» **Task instructions**:
Output every line below without omitting or altering anything.

Extracted data entries:
• • • • • • •

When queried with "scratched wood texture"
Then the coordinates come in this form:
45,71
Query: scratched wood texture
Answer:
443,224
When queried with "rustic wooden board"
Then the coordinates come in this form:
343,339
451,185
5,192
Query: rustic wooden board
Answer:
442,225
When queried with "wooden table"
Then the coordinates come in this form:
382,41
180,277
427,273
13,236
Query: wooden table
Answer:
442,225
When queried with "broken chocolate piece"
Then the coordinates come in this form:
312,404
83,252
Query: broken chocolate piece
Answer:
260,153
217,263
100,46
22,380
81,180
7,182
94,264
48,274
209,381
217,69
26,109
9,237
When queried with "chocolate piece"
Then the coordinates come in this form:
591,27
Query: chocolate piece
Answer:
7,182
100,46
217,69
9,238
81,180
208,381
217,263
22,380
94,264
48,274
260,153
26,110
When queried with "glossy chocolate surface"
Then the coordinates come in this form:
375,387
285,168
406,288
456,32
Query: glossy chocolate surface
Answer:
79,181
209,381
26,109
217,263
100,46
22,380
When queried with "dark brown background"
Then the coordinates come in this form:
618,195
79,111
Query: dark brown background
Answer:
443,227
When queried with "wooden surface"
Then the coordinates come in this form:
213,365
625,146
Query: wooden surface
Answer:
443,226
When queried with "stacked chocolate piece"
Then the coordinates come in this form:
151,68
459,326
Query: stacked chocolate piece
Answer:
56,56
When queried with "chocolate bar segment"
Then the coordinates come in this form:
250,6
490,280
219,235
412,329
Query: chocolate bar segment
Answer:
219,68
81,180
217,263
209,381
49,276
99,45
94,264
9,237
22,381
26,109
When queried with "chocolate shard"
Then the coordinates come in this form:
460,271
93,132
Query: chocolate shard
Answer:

• • • • • • •

» **Response below**:
When queried with "scratched wood texture"
Then the coordinates come in this form:
45,71
Query: scratched wood texture
Answer:
443,224
When queried with "rustic wooden board"
Then the coordinates come in this form:
343,339
451,185
5,192
Query: rustic wooden board
Answer:
442,225
When queried with "wooden table"
Then the coordinates come in this form:
382,41
180,277
427,273
13,236
Query: wooden table
Answer:
442,225
When queried with "broken chocolate piece"
Then the coordinates come in this form:
312,404
83,252
Query: broken chocolate piece
Answer:
260,153
217,263
100,46
22,380
81,180
7,182
94,264
48,274
209,381
217,69
26,109
9,237
When queried with "chocolate piece"
Then the coordinates come in this form:
591,27
Query: chocolate piece
Answer:
7,182
100,46
217,69
9,238
81,180
208,381
217,263
22,380
94,264
48,274
260,153
26,110
When queried with "glossy chocolate surface"
Then the coordinates come in this form:
375,387
285,168
406,288
456,32
Query: glossy chocolate surface
Answer:
79,181
209,381
26,109
217,263
100,46
22,380
When queried with "dark brown background"
Then the coordinates come in this form:
618,195
79,111
Query: dark brown background
Answer:
443,227
When queried with "wooden surface"
Then the coordinates come in this form:
213,365
625,146
Query: wooden surface
Answer:
443,226
When queried with "stacked chocolate piece"
Then the coordinates come in this form:
151,68
459,326
Query: stacked chocolate piece
Answer:
56,56
When queried with "chocolate bar segment"
Then the coordinates come in this form:
250,6
490,280
219,235
412,329
Query: chocolate bar segment
Answer:
219,68
81,180
217,263
209,381
49,276
99,45
94,264
9,237
22,381
26,109
When queried with "chocolate shard"
Then the coordinates come in this form:
460,271
93,132
Query: chocolate shard
Answer:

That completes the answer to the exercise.